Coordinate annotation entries
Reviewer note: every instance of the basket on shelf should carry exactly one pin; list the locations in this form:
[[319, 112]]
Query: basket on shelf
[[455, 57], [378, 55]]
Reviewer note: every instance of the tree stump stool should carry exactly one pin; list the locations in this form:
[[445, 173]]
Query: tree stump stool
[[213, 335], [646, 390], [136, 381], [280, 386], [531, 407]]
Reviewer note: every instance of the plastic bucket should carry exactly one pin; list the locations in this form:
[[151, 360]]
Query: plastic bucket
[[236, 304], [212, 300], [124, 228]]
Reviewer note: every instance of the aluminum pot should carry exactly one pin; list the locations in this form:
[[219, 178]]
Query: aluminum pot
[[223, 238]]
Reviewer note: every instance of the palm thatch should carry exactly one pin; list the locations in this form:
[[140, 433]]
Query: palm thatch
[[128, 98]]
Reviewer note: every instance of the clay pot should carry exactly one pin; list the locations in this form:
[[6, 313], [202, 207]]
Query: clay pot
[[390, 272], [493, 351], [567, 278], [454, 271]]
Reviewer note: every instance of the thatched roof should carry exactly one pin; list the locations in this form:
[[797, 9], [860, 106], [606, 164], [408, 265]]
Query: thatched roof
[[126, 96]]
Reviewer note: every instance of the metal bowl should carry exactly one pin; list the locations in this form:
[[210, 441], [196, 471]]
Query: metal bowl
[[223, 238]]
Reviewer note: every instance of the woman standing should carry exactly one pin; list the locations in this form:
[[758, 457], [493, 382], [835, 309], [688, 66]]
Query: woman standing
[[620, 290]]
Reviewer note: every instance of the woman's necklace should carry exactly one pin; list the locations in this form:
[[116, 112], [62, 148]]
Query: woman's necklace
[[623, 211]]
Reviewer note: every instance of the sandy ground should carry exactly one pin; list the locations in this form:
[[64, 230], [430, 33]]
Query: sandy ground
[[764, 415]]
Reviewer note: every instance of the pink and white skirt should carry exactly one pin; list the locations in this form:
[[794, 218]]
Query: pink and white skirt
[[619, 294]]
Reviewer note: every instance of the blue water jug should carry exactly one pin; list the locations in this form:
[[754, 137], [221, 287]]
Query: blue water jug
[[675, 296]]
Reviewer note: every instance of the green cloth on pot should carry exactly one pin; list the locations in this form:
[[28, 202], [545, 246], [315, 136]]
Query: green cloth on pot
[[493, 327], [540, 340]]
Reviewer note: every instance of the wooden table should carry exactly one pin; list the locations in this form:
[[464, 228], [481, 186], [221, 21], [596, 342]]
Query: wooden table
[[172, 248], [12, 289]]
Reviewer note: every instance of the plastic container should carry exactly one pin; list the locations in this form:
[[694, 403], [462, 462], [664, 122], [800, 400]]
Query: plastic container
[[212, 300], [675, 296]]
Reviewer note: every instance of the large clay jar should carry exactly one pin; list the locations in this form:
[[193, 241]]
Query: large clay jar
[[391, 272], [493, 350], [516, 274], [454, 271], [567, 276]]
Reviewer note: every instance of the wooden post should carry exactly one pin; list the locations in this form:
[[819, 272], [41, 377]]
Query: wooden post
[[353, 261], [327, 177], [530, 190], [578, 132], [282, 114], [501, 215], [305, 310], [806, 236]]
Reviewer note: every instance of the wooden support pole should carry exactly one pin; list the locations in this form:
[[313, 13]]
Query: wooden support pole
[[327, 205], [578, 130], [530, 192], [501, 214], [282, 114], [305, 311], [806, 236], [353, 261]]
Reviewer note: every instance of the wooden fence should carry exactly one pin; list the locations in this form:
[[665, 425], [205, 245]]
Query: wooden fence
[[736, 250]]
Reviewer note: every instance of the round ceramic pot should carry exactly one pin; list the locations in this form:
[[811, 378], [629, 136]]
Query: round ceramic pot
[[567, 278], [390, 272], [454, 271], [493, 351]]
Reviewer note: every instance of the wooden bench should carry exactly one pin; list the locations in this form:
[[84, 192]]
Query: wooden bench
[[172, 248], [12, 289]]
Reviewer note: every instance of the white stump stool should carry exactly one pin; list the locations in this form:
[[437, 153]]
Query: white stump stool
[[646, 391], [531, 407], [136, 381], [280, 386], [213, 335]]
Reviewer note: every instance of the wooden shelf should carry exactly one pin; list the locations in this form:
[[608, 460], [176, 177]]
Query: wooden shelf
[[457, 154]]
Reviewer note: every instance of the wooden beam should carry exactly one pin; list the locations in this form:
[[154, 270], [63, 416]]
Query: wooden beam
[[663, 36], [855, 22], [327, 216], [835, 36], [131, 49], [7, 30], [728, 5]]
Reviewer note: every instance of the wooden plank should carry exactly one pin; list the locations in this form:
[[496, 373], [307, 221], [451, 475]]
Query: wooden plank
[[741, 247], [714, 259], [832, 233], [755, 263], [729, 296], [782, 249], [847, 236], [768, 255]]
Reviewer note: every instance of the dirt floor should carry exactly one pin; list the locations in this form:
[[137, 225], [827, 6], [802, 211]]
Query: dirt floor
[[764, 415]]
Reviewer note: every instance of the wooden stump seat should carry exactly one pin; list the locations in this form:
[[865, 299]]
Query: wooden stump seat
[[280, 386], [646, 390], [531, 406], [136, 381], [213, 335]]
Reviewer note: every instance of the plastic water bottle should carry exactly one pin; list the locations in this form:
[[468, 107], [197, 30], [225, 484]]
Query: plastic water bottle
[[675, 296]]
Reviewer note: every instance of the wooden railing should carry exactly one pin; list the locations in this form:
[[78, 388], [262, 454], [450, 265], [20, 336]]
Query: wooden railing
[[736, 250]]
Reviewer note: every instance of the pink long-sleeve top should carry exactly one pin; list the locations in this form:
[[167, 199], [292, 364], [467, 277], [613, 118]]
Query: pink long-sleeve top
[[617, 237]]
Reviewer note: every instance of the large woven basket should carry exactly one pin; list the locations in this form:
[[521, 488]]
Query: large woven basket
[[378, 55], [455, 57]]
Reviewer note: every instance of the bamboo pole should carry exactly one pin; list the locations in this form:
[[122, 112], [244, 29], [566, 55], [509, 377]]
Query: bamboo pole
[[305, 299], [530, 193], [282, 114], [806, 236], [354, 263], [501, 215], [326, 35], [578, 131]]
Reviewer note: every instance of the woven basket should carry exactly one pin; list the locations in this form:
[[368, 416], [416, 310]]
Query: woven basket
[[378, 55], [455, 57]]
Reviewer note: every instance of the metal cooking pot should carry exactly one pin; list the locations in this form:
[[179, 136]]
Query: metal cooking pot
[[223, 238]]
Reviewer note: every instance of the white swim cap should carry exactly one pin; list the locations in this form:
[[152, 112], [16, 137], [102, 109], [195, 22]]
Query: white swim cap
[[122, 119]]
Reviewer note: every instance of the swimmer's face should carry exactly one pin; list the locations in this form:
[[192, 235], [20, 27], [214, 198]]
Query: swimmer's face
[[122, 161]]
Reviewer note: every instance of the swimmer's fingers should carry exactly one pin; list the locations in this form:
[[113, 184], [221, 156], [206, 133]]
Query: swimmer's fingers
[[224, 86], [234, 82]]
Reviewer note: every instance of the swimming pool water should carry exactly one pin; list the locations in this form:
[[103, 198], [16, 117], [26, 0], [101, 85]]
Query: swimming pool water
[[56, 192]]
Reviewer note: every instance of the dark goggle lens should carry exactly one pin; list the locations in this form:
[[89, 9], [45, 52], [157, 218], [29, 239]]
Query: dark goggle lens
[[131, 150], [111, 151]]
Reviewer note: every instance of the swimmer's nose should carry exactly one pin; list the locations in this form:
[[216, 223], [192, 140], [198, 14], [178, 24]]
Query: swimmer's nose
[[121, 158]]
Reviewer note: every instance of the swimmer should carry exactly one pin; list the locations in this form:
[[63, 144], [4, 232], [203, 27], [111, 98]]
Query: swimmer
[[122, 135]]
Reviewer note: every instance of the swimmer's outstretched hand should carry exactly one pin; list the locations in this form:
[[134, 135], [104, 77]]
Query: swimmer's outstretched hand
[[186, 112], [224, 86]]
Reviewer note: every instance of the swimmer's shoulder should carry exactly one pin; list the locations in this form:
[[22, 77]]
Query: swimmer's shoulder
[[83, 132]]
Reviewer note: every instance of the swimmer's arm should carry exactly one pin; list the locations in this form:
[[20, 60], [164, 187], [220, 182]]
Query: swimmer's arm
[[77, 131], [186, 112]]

▶ [STATED GOAL]
Recast the lines above as a numbered list, starting at the line with "Reviewer note: every instance of the white swim" and running up to and including the line with "[[121, 158]]". Omit any blank lines.

▶ [PROBLEM SOLUTION]
1. Reviewer note: every instance of the white swim cap should carry exactly one pin; list the locations in this form:
2. [[152, 112], [16, 137], [102, 109], [195, 22]]
3. Query: white swim cap
4. [[122, 119]]
5. Reviewer note: every instance of the swimmer's face should carry exactly one pin; list the locations in this form:
6. [[192, 235], [20, 27], [214, 198]]
7. Query: swimmer's face
8. [[122, 161]]
9. Reviewer note: every instance of the swimmer's fingers should carry exactly one pin; list the locations in this form:
10. [[113, 184], [221, 156], [206, 133]]
11. Query: swimmer's fingers
12. [[224, 86], [234, 82]]
13. Reviewer note: every instance of the swimming pool water should carry exactly one pin; list the locations in this form:
14. [[103, 198], [16, 117], [26, 0], [101, 85]]
15. Query: swimming pool water
16. [[56, 192]]
17. Reviewer note: every instance of the dark goggle lens should carry exactly one pin; list the locations in this form:
18. [[89, 9], [45, 52], [157, 218], [29, 239]]
19. Query: dark goggle lens
20. [[131, 150], [111, 151]]
21. Reviewer note: every instance of the swimmer's nose should carry exactly one pin; list the locations in this form:
22. [[216, 223], [192, 140], [198, 14], [178, 24]]
23. Query: swimmer's nose
24. [[121, 158]]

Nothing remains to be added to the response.